• **DATASET**
------------------------------

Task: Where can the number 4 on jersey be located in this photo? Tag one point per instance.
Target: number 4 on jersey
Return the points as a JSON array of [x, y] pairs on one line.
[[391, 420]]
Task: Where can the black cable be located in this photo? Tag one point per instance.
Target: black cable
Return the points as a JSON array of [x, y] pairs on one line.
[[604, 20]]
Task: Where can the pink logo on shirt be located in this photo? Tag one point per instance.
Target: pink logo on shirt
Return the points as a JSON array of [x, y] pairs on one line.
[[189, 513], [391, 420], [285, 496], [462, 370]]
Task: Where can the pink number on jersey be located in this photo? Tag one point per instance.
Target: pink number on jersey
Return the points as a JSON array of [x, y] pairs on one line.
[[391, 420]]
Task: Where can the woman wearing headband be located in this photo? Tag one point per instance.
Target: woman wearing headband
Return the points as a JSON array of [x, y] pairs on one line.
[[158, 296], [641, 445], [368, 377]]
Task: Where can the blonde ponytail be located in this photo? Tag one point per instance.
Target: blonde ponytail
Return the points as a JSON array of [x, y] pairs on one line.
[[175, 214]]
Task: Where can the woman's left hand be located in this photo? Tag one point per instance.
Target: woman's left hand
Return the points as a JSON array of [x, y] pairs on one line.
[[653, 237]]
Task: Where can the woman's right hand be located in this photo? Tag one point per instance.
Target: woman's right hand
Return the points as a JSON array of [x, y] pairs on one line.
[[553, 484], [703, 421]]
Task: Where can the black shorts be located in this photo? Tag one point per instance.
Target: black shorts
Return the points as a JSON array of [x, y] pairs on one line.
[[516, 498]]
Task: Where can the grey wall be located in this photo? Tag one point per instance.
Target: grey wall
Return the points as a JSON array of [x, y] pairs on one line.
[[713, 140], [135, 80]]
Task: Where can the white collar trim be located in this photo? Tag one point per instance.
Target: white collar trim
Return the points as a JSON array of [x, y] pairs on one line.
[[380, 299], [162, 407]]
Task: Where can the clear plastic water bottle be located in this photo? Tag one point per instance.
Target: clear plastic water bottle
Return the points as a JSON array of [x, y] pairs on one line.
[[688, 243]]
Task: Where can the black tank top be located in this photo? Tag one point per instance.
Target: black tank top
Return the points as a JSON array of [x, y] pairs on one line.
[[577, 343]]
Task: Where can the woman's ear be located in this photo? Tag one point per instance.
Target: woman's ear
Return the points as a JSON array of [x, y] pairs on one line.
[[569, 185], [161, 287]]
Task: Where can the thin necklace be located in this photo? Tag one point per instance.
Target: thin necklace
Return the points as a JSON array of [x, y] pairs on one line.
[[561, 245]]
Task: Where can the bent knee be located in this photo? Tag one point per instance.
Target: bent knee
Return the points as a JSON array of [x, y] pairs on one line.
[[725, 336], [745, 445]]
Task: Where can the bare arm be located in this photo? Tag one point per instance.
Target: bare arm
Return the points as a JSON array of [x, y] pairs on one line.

------------------------------

• **STATED GOAL**
Copy the listing above from its first line through the line containing "[[516, 498]]", both ends included, with each request kept in place and 47 subtracted from every point coordinate in the answers.

• **WRITTEN SOLUTION**
Task: Where can the number 4 on jersey be located in this photo? Tag one point per instance.
Target: number 4 on jersey
Return the points as a JSON array of [x, y] pairs on one line.
[[344, 373]]
Task: Where can the black cable be located in this photo? Tag one point per instance.
Target: black cable
Return the points as a JSON array of [x, y] pairs on one line.
[[557, -27]]
Task: Where can the pink logo on shirt be located in this photo? Tag one point per instance.
Target: pink logo on shirt
Return the points as a JSON array of [x, y] pairs on one line.
[[142, 466], [344, 373], [238, 449], [415, 323]]
Task: Where can the pink number on jersey be located in this photo? Tag one point per instance.
Target: pink number on jersey
Return the points as a JSON array of [x, y] pairs on one line.
[[344, 373]]
Task: Where can the woman wearing headband be located in this photo? Tag one point per instance.
Target: woman wearing headband
Return the points as a JSON array of [x, y] pairs on one line.
[[111, 249], [594, 398], [321, 330]]
Task: Where can the blonde ponytail be located in this photo? Tag one point per instance.
Target: blonde ponytail
Return the points as a JSON array of [x, y] pairs on one line.
[[128, 167]]
Task: Where can the woman's left hand be located in this photo? Tag one point per instance.
Target: woman's left hand
Return the points as a JSON array of [x, y] pairs on one line.
[[606, 190]]
Task: Where can the woman's right hand be located in this photo? Tag one point per instance.
Target: woman's right hand
Return the points as a JSON array of [x, y] pairs on one line.
[[506, 437], [656, 374]]
Task: Where can the black shorts be located in this photo? Tag one point per instance.
Target: black shorts
Return the points as a JSON array of [x, y] pairs on one line.
[[469, 451]]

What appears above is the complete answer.